• _Task statement_
Reproduce verbatim the rows from the line containing "suit. Mark each occurrence with a bounding box." through the line containing "[509,195,768,325]", with both of those lines included.

-------- Data for the task --------

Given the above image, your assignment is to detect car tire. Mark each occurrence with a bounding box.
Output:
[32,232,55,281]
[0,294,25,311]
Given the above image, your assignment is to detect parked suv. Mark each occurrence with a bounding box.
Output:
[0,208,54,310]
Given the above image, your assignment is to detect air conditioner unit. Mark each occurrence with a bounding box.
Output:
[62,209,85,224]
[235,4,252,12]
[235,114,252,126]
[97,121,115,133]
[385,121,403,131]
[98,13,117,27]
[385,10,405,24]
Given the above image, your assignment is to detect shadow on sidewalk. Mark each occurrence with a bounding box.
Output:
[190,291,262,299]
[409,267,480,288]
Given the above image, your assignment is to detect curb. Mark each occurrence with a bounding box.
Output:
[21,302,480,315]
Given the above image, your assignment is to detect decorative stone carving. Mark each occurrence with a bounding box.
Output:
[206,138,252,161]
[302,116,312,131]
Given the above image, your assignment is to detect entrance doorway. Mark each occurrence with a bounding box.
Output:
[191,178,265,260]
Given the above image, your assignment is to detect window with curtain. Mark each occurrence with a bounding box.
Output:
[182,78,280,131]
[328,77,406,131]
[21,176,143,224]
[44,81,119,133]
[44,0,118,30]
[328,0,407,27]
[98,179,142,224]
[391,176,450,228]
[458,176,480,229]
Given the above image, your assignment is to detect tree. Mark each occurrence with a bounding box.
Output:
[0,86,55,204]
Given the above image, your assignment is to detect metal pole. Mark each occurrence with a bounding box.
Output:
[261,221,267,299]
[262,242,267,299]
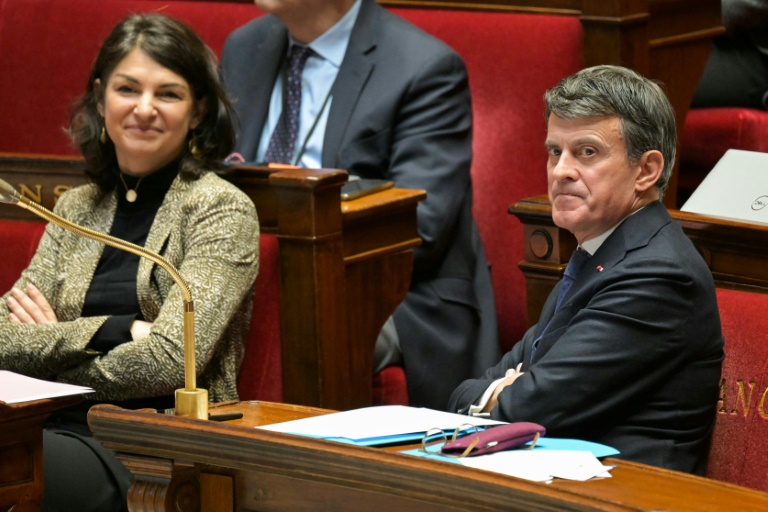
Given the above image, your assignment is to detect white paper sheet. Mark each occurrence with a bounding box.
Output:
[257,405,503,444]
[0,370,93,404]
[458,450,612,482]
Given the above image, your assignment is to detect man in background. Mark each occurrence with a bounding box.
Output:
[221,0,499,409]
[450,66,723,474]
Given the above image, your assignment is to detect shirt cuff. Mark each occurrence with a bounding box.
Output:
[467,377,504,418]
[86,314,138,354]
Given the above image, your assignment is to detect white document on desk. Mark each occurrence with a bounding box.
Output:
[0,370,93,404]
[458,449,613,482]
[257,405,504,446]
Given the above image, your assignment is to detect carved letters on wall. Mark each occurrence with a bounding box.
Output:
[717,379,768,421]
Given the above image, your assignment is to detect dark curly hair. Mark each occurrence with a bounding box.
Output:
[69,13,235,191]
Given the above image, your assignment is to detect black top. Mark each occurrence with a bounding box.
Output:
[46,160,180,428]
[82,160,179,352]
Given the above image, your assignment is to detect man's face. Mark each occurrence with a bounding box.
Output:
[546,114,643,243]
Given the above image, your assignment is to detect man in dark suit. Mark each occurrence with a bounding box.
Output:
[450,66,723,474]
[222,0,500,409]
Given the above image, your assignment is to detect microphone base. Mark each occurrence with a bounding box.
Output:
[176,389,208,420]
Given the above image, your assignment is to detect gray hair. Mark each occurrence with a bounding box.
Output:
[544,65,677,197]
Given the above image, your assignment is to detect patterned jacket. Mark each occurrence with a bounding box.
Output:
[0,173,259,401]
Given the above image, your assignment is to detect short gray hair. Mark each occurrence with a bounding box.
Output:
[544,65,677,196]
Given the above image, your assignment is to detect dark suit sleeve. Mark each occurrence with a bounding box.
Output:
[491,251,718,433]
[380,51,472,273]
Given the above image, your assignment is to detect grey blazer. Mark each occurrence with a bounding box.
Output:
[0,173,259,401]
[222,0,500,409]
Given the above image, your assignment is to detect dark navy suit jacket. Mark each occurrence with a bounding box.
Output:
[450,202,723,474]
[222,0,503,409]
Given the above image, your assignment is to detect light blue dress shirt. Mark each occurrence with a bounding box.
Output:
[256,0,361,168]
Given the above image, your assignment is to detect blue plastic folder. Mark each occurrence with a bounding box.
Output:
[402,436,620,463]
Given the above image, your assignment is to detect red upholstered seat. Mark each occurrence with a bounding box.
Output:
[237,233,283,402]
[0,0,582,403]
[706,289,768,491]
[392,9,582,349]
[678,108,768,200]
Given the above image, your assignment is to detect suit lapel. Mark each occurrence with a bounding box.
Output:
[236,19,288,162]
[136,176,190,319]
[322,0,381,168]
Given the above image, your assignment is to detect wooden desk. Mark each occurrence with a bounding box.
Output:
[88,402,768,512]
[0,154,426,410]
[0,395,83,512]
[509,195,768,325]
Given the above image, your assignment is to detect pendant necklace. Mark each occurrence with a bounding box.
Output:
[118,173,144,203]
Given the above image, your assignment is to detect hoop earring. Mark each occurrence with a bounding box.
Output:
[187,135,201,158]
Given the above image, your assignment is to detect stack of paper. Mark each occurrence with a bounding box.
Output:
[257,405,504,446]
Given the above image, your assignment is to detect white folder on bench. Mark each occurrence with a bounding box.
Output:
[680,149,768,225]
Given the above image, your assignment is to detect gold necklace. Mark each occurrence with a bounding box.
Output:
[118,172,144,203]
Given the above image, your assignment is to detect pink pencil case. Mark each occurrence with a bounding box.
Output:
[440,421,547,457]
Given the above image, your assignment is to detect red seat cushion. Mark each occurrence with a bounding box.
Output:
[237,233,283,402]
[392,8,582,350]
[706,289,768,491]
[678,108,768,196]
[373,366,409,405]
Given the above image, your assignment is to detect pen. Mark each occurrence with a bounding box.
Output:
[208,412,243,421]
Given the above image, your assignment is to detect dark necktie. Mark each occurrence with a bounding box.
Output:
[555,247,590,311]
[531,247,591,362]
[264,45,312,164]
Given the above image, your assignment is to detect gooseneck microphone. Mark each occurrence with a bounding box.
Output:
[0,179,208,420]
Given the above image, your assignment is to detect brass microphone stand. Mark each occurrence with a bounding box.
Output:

--------

• _Exercise response_
Given the above image, your assignment is to detect man in dark suit. Mark each occurrence with a bounding box.
Output:
[450,66,723,474]
[222,0,500,409]
Given the above image, your assignment is to detect microphone base. Mark each occurrence with a bounding box.
Output:
[176,389,208,420]
Given the above image, your assignment is to detect gray hair. Mark each occurrence with a bounding box.
Output:
[544,65,677,197]
Given the above image, your assignment is to detect patterned jacket. Mark each occurrence with a bounding box.
Output:
[0,173,259,401]
Given the above image, your assignment is to detect short gray hair. Mark each occurrence with a bounding box.
Output:
[544,65,677,196]
Given the above image, your assignment is to detect dark suit sleeve. Mark each occurrence with a bounding box.
Output:
[491,251,718,433]
[380,51,472,273]
Given the above image, your assignment is to detect grey blazer. Mark each occurrence with a bounding box.
Output:
[0,173,259,401]
[222,0,500,409]
Given the above image, your assignment is to detect dark navy suit jacket. Mark each occurrence with a bounding box.
Output:
[450,202,723,474]
[222,0,503,409]
Given the above image, your assignment is to detect light blue dress shirt. Mark each occurrence with a bounding box.
Output:
[256,0,361,168]
Given the above image, your assignment is to detect blue plastic folder. Mark each occurrence with a bounding box.
Output:
[402,436,620,463]
Given the above image, your assignment is to detect red upholstered seat. Mark each occurrence with a bounding box.
Output:
[237,233,283,402]
[0,0,582,403]
[706,289,768,491]
[392,9,582,349]
[678,108,768,200]
Given the above image, your assignment is to detect suit lapel. Mark each occurrence with a bounding box.
Output:
[236,19,288,162]
[136,176,190,319]
[322,0,381,168]
Given the above image, your assignment is to detect wooden desk. Mark each occurrence with a bounding box.
Output:
[88,402,768,512]
[0,154,426,410]
[0,395,83,512]
[509,195,768,325]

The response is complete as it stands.